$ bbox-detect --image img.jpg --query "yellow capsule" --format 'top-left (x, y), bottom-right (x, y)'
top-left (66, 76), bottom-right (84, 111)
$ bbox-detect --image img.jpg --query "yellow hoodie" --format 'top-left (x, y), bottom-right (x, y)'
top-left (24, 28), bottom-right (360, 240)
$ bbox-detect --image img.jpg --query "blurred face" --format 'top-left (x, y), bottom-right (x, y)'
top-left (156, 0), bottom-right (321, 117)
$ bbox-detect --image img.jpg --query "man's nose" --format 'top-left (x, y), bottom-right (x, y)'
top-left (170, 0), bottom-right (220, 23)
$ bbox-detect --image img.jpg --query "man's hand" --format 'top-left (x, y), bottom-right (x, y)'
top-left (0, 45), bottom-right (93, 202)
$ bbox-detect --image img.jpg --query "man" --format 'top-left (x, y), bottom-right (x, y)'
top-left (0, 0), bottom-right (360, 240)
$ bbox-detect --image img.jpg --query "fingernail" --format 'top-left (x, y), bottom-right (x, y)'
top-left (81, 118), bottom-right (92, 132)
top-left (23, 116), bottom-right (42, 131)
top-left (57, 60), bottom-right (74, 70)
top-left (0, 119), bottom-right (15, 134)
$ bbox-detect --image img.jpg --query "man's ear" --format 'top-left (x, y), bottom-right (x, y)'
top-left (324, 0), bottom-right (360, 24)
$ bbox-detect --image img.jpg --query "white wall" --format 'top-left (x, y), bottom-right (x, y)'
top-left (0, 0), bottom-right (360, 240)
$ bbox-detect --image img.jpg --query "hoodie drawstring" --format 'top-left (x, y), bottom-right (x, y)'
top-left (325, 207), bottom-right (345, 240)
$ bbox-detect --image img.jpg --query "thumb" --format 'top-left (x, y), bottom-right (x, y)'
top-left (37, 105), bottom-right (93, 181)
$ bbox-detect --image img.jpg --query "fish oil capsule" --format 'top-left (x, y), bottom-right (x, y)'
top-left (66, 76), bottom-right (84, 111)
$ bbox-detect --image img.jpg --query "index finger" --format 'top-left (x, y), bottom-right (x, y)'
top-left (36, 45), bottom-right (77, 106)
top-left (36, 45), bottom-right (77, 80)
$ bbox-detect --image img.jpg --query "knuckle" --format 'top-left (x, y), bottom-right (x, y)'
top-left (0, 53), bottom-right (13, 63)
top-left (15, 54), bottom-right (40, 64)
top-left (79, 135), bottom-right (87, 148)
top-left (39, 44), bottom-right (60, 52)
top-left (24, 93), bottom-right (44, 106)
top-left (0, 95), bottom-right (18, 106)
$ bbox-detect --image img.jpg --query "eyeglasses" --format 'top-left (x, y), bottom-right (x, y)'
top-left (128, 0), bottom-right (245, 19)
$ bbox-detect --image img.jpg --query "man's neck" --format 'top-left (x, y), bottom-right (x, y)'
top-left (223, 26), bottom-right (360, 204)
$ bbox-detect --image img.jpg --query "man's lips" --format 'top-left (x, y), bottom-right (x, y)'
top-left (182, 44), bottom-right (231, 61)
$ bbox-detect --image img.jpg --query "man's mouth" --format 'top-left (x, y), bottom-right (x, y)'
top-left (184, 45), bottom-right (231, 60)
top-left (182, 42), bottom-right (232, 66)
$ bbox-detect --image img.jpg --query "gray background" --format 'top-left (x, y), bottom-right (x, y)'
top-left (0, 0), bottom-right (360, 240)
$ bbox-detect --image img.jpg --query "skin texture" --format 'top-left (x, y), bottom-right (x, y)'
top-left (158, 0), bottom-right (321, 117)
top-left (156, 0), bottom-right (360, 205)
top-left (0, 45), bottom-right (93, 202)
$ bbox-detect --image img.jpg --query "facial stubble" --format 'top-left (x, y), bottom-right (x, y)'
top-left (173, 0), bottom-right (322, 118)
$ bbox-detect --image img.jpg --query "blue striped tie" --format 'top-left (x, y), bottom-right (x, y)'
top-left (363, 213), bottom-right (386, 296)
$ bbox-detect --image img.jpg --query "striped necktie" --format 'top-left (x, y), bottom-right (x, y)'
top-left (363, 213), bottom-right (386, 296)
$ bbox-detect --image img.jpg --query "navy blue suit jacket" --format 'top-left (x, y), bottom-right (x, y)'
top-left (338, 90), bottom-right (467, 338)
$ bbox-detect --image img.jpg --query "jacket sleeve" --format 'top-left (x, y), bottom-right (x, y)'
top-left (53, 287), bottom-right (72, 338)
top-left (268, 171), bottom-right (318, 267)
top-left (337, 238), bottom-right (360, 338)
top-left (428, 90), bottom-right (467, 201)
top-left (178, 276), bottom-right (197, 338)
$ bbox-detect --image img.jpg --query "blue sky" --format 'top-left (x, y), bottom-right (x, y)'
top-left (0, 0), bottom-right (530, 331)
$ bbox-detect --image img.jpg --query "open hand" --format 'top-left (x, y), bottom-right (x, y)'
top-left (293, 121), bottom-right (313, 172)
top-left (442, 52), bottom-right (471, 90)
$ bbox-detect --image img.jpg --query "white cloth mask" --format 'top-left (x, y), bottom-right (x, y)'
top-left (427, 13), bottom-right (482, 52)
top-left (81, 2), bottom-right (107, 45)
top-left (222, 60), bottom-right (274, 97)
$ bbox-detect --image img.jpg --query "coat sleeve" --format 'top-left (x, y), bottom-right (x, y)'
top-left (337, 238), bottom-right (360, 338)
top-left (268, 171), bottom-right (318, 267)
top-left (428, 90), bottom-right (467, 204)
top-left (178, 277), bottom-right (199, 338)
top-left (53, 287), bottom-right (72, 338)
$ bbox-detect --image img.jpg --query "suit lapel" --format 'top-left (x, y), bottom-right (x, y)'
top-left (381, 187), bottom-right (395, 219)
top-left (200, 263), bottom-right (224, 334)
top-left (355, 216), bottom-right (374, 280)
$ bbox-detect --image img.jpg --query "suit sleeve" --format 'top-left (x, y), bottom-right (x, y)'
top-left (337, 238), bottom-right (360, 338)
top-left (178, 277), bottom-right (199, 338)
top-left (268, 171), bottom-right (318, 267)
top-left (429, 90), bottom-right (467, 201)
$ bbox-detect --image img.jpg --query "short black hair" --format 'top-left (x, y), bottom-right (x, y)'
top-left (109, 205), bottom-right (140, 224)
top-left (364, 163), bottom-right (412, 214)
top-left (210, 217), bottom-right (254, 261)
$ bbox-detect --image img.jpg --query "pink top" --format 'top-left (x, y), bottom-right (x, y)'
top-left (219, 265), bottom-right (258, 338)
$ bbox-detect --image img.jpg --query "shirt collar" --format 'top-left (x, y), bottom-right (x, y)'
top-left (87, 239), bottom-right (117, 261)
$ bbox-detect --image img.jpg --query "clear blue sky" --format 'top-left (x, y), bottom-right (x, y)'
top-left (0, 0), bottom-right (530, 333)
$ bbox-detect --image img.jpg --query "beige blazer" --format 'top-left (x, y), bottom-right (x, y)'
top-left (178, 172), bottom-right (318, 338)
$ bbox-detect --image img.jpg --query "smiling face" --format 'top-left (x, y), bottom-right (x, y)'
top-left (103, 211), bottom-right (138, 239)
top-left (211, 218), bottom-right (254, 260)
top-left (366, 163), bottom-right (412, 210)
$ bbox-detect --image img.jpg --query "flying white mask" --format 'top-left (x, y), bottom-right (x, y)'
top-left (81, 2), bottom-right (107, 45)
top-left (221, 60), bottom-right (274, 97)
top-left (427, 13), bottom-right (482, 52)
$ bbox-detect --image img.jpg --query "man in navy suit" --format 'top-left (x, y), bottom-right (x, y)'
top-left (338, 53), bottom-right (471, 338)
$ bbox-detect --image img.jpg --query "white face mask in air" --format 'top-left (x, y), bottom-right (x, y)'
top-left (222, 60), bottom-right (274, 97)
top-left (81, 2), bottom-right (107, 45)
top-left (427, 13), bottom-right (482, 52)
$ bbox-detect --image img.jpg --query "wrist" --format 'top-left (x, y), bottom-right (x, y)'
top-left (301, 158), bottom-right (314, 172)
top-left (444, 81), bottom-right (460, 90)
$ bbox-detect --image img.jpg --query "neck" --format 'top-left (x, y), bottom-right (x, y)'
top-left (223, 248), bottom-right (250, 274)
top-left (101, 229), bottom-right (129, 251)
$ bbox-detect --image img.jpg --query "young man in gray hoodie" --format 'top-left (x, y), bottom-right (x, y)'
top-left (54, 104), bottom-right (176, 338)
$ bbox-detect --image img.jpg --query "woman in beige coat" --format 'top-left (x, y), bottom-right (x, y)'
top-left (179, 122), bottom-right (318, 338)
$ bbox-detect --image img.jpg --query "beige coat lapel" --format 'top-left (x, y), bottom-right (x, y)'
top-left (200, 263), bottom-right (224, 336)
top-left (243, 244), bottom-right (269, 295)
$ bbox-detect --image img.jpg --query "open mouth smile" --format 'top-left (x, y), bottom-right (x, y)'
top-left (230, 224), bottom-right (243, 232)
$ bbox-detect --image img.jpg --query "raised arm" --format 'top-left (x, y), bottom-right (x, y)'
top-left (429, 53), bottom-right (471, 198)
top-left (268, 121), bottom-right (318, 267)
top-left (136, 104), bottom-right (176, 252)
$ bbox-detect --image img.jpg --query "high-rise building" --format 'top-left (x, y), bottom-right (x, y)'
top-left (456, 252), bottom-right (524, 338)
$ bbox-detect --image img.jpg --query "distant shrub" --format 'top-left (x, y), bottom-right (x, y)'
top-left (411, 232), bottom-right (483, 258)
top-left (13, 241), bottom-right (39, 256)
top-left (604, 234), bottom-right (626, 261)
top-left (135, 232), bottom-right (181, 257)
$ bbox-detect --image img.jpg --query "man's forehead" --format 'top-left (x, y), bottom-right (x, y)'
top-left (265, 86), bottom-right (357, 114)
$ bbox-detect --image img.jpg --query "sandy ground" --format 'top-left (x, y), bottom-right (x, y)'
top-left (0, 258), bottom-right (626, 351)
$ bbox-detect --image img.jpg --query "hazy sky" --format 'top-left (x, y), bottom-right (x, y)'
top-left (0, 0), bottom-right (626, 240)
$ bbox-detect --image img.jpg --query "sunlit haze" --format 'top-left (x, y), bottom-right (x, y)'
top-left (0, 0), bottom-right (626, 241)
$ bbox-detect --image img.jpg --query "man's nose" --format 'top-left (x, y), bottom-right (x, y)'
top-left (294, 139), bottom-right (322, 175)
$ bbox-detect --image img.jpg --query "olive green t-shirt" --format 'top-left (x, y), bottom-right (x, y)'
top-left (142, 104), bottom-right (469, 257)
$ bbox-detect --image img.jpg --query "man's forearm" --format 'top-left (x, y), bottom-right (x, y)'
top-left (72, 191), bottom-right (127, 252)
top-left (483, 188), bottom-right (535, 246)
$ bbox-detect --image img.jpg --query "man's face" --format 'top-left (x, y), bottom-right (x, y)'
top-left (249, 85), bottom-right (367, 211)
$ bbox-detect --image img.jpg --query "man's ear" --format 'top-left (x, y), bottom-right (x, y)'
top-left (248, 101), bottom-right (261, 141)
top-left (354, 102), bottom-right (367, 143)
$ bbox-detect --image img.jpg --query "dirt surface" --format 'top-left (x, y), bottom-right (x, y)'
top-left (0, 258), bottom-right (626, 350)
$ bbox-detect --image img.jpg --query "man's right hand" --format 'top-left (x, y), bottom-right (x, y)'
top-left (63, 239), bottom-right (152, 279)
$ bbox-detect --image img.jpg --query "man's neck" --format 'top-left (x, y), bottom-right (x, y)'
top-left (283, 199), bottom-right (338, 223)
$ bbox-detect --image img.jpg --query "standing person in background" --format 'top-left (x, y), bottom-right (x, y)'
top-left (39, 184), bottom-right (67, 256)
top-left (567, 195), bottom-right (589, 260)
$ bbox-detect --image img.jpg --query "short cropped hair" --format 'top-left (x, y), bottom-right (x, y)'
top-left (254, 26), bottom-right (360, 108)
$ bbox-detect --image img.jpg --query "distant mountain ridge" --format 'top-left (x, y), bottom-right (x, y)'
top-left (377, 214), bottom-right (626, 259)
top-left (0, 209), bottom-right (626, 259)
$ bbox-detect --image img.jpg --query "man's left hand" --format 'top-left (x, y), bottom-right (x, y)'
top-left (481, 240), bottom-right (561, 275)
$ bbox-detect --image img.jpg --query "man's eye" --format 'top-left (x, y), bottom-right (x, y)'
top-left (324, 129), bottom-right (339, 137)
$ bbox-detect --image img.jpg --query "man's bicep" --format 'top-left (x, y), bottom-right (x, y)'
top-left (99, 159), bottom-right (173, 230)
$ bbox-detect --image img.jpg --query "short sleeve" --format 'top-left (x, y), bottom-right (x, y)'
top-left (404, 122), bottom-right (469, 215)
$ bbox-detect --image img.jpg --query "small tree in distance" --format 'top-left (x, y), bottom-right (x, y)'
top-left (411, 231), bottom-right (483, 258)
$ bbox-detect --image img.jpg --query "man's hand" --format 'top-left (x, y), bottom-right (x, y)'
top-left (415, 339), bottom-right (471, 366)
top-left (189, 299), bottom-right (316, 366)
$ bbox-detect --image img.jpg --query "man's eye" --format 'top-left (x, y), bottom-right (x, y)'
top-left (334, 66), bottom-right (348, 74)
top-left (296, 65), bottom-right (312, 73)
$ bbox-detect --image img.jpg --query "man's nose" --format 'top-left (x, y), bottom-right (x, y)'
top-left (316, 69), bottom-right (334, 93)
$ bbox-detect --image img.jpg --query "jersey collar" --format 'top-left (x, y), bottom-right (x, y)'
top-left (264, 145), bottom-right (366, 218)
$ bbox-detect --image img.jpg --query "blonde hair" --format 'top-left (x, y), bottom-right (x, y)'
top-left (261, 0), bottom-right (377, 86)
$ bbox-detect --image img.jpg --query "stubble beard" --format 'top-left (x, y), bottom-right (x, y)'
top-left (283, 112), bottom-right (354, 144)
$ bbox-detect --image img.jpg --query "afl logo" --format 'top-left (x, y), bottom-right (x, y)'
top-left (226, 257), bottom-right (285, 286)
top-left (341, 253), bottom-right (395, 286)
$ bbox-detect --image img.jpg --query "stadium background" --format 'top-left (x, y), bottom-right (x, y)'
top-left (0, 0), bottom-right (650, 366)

——————

### [Objective]
State how many lines in the records above contain the string "striped", matching case exactly. Give only the number.

### [Result below]
2